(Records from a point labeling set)
____
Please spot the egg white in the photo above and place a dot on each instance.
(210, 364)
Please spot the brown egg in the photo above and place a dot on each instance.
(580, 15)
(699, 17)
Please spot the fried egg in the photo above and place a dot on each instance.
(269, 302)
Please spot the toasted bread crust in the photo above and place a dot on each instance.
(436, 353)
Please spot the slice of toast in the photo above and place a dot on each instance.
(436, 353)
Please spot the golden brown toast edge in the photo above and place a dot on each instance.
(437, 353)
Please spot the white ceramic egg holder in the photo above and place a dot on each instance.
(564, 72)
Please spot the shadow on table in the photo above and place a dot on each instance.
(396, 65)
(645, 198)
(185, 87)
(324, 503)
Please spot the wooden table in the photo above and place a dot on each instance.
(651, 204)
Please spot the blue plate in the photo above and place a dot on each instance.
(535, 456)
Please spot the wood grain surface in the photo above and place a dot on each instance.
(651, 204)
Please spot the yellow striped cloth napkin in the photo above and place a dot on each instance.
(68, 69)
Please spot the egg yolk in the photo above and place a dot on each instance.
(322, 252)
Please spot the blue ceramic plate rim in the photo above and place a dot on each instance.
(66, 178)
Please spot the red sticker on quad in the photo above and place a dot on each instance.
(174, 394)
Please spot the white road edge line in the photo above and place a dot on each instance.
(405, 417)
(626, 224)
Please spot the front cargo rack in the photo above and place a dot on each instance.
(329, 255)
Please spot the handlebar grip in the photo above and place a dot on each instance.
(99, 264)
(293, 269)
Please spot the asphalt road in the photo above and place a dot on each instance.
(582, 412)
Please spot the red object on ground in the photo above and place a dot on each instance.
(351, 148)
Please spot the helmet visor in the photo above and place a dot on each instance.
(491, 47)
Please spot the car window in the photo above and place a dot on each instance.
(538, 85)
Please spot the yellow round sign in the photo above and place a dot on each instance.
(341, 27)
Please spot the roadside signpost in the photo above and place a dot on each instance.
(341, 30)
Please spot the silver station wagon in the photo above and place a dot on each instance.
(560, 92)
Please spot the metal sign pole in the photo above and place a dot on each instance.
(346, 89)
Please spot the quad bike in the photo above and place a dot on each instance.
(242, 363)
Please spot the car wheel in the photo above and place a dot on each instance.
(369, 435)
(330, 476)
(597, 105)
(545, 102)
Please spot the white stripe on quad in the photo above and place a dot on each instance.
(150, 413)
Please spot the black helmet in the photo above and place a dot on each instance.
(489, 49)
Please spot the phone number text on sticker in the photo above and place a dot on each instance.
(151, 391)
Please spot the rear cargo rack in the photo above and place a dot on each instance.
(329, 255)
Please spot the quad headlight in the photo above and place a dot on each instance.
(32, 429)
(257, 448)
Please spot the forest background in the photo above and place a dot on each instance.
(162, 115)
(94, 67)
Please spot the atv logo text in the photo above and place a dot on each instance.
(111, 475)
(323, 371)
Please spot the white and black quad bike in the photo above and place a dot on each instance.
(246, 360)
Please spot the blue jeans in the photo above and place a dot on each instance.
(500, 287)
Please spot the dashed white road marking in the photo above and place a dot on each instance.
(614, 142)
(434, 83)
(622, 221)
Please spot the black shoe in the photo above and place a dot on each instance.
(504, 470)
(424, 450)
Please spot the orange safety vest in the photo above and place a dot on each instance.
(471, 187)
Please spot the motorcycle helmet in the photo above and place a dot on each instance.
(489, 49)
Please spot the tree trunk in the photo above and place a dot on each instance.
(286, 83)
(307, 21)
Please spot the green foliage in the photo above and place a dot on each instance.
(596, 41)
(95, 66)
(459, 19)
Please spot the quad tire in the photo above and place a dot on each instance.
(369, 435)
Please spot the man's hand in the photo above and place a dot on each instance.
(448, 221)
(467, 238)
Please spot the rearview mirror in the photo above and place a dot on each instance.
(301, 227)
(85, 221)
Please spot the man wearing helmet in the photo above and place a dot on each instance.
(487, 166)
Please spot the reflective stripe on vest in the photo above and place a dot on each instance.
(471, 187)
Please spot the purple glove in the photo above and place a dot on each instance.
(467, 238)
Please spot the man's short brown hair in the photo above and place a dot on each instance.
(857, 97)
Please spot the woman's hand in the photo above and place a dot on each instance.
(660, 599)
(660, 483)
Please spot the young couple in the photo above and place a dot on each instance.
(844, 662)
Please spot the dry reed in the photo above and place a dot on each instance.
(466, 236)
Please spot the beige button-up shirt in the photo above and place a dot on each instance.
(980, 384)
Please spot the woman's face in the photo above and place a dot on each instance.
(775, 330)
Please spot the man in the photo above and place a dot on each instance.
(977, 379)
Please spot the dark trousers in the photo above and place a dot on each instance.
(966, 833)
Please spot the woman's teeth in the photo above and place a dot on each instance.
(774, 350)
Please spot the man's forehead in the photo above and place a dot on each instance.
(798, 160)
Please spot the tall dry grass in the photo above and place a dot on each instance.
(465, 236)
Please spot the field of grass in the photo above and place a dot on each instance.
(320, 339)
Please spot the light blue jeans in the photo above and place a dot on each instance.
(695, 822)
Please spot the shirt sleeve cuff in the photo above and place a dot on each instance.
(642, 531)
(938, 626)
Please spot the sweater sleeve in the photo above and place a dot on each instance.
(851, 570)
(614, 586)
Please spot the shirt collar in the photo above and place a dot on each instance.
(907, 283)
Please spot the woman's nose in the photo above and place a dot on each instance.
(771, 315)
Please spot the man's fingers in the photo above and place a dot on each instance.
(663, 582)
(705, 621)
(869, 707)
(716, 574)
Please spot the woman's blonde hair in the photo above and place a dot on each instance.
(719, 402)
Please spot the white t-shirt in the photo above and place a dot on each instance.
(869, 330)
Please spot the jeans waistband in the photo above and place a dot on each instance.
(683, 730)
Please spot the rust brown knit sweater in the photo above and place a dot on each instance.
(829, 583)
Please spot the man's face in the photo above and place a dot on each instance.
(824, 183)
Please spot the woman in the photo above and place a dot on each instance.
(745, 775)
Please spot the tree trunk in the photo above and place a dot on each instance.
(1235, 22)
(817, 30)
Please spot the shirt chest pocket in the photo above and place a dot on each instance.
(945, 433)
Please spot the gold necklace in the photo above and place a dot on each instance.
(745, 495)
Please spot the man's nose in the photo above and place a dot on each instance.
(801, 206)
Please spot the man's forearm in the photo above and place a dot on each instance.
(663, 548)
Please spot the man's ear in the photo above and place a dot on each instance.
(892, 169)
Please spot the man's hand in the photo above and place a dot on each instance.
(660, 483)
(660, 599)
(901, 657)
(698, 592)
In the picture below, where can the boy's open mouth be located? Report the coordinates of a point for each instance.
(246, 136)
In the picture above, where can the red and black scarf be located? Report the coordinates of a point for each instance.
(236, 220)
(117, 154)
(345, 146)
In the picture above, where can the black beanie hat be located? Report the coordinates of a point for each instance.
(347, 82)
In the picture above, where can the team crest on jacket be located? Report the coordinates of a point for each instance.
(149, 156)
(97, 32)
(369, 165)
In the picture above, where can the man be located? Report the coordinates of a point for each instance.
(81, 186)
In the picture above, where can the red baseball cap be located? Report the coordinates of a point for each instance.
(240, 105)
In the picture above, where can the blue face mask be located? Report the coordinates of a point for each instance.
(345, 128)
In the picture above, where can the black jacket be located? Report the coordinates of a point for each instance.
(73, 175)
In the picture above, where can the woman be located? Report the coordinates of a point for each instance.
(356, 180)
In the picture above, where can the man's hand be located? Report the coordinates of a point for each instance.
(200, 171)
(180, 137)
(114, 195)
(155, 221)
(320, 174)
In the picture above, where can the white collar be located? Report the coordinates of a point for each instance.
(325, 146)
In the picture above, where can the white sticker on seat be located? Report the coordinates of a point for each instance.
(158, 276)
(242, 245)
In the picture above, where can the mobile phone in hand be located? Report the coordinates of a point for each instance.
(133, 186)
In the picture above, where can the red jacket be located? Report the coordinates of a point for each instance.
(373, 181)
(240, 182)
____
- Objective -
Take the lines from the one containing "In the picture above, where can the red baseball" to the last line of the material above and write them out exactly.

- Response to this exercise -
In the picture above, where can the red baseball cap be located? Report the coordinates of a point for each instance.
(240, 105)
In the picture above, where can the blue face mask be located? Report the coordinates of a point for each instance.
(345, 128)
In the picture above, where can the black jacket be located? Report the coordinates of a point for each instance.
(73, 175)
In the picture above, where can the woman be located? Report the coordinates of a point for each instance.
(356, 180)
In the picture above, where can the man's hand be located? Report the coordinates of a point for each instance.
(200, 171)
(180, 137)
(114, 195)
(155, 221)
(320, 174)
In the picture above, where can the white collar be located? Report the coordinates of a point for each instance.
(325, 146)
In the picture above, where can the white sticker on seat be located? Report the coordinates of a point for each instance.
(158, 276)
(242, 245)
In the picture above, where can the mobile phone in hand be located? Report the coordinates of a point for each instance.
(133, 186)
In the picture above, where can the red jacket be located? Report the coordinates of a point for each instance.
(373, 181)
(240, 182)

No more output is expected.